Rewrite every line of the rows below as a Markdown table with the columns Number and Text, giving each line its row number. Leave out blank lines and pictures.

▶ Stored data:

+ + + +

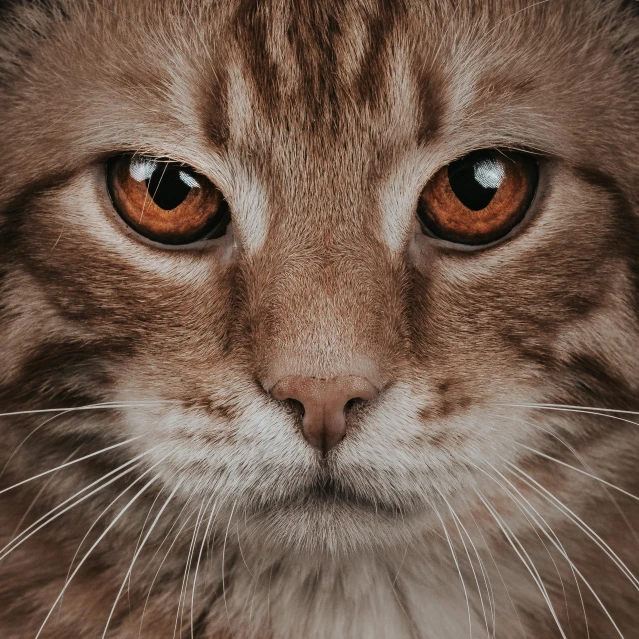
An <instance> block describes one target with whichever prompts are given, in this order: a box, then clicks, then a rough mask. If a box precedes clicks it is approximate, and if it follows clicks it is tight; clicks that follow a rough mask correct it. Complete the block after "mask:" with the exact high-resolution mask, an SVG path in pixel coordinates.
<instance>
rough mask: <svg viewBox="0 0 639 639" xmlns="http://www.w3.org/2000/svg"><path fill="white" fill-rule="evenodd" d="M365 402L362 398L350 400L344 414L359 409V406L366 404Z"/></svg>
mask: <svg viewBox="0 0 639 639" xmlns="http://www.w3.org/2000/svg"><path fill="white" fill-rule="evenodd" d="M365 401H366V400H364V399H362V398H361V397H353V399H349V400H348V401H347V402H346V404H345V405H344V412H345V413H348V412H350V411H351V410H353V409H354V408H358V407H359V406H361V405H362V404H364V403H365Z"/></svg>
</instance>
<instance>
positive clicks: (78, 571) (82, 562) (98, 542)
mask: <svg viewBox="0 0 639 639" xmlns="http://www.w3.org/2000/svg"><path fill="white" fill-rule="evenodd" d="M161 461H164V459H162V460H161ZM158 463H160V462H158ZM158 478H159V475H156V476H155V477H153V478H152V479H151V480H150V481H149V482H147V483H146V484H145V485H144V486H143V487H142V488H141V489H140V490H139V491H138V492H137V493H136V494H135V495H134V496H133V498H132V499H131V500H130V501H129V502H128V503H127V504H126V505H125V506H124V508H122V510H121V511H120V512H119V513H118V514H117V515H116V516H115V518H114V519H113V521H112V522H111V523H110V524H109V525H108V526H107V527H106V529H105V530H104V531H103V532H102V533H101V534H100V536H99V537H98V538H97V539H96V541H95V542H94V543H93V545H92V546H91V548H89V550H88V551H87V553H86V554H85V555H84V557H83V558H82V560H81V561H80V563H79V564H78V565H77V566H76V568H75V570H74V571H73V573H72V574H71V576H70V577H69V578H68V579H67V580H66V582H65V584H64V586H63V587H62V590H61V591H60V594H59V595H58V596H57V597H56V600H55V601H54V602H53V605H52V606H51V609H50V610H49V612H48V613H47V616H46V617H45V619H44V621H43V622H42V625H41V626H40V629H39V630H38V633H37V634H36V636H35V639H39V637H40V635H41V634H42V631H43V630H44V627H45V626H46V625H47V621H49V619H50V618H51V615H52V614H53V611H54V610H55V608H56V606H57V605H58V602H59V601H60V599H62V596H63V595H64V593H65V592H66V590H67V588H68V587H69V584H70V583H71V581H72V580H73V578H74V577H75V576H76V575H77V574H78V572H79V570H80V568H81V567H82V566H83V565H84V562H85V561H86V560H87V559H88V558H89V556H90V555H91V553H92V552H93V551H94V550H95V548H97V546H98V544H99V543H100V542H101V541H102V540H103V539H104V538H105V537H106V536H107V534H108V533H109V532H110V531H111V529H112V528H113V527H114V526H115V525H116V524H117V522H118V521H119V520H120V519H121V518H122V517H123V516H124V514H125V513H126V512H127V510H128V509H129V508H130V507H131V506H132V505H133V504H134V503H135V502H136V501H137V500H138V499H139V498H140V497H141V495H142V494H143V493H144V492H145V491H146V490H147V489H148V488H149V487H150V486H152V485H153V483H154V482H155V481H157V480H158Z"/></svg>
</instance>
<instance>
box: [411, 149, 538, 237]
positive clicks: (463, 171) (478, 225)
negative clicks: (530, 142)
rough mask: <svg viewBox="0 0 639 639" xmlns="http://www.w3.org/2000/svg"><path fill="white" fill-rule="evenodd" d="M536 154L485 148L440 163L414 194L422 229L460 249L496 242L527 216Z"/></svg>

+ + + +

▶ WRITTEN REPLY:
| Number | Text |
|---|---|
| 1 | An <instance> block describes one target with whichever prompts are given, in this order: a box, then clicks, then a rough mask. If a box precedes clicks it is approximate, and if it follows clicks it is tight; clicks that follow a rough mask correct it. Complete the block after "mask:" with the exact high-resolution mask, an SVG path in pixel coordinates. |
| 2 | <instance> |
| 3 | rough mask: <svg viewBox="0 0 639 639" xmlns="http://www.w3.org/2000/svg"><path fill="white" fill-rule="evenodd" d="M365 402L362 398L350 400L344 414L359 409V406L366 404Z"/></svg> |
| 4 | mask: <svg viewBox="0 0 639 639" xmlns="http://www.w3.org/2000/svg"><path fill="white" fill-rule="evenodd" d="M365 401H366V400H364V399H362V398H361V397H353V399H349V400H348V401H347V402H346V404H345V405H344V412H345V413H348V412H350V411H351V410H353V409H354V408H358V407H359V406H361V405H362V404H364V403H365Z"/></svg> |
| 5 | </instance> |
| 6 | <instance> |
| 7 | positive clicks: (78, 571) (82, 562) (98, 542) |
| 8 | mask: <svg viewBox="0 0 639 639" xmlns="http://www.w3.org/2000/svg"><path fill="white" fill-rule="evenodd" d="M161 461H164V459H162V460H161ZM158 463H160V462H158ZM158 478H159V475H156V476H155V477H153V478H152V479H151V480H150V481H149V482H147V483H146V484H145V485H144V486H143V487H142V488H141V489H140V490H139V491H138V492H137V493H136V494H135V495H134V496H133V498H132V499H131V500H130V501H129V502H128V503H127V504H126V505H125V506H124V508H122V510H121V511H120V512H119V513H118V514H117V515H116V516H115V518H114V519H113V521H112V522H111V523H110V524H109V525H108V526H107V527H106V529H105V530H104V531H103V532H102V533H101V534H100V536H99V537H98V538H97V539H96V541H95V542H94V543H93V545H92V546H91V548H89V550H88V551H87V553H86V554H85V555H84V557H83V558H82V560H81V561H80V563H79V564H78V565H77V566H76V568H75V570H74V571H73V573H72V574H71V576H70V577H69V578H68V579H67V580H66V582H65V584H64V586H63V587H62V590H61V591H60V594H59V595H58V596H57V597H56V600H55V601H54V602H53V605H52V606H51V609H50V610H49V612H48V613H47V616H46V617H45V619H44V621H43V622H42V625H41V626H40V629H39V630H38V633H37V634H36V636H35V639H39V637H40V635H41V634H42V631H43V630H44V627H45V626H46V625H47V621H49V619H50V618H51V615H52V614H53V611H54V610H55V608H56V606H57V605H58V602H59V601H60V599H62V596H63V595H64V593H65V592H66V590H67V588H68V587H69V584H70V583H71V581H72V580H73V578H74V577H75V576H76V575H77V574H78V572H79V570H80V568H81V567H82V566H83V565H84V562H85V561H86V560H87V559H88V558H89V556H90V555H91V553H92V552H93V551H94V550H95V548H97V546H98V544H99V543H100V542H101V541H102V540H103V539H104V538H105V537H106V536H107V534H108V533H109V532H110V531H111V529H112V528H113V527H114V526H115V525H116V524H117V522H118V521H119V520H120V519H121V518H122V517H123V516H124V514H125V513H126V512H127V510H128V509H129V508H130V507H131V506H132V505H133V504H134V503H135V502H136V501H137V500H138V499H139V498H140V497H141V495H142V494H143V493H144V492H145V491H146V490H147V489H148V488H149V487H150V486H152V485H153V483H154V482H155V481H157V480H158Z"/></svg> |
| 9 | </instance> |
| 10 | <instance> |
| 11 | box: [411, 149, 538, 237] |
| 12 | positive clicks: (463, 171) (478, 225) |
| 13 | negative clicks: (530, 142) |
| 14 | rough mask: <svg viewBox="0 0 639 639" xmlns="http://www.w3.org/2000/svg"><path fill="white" fill-rule="evenodd" d="M536 154L485 148L440 163L414 194L422 229L460 249L496 242L527 216Z"/></svg> |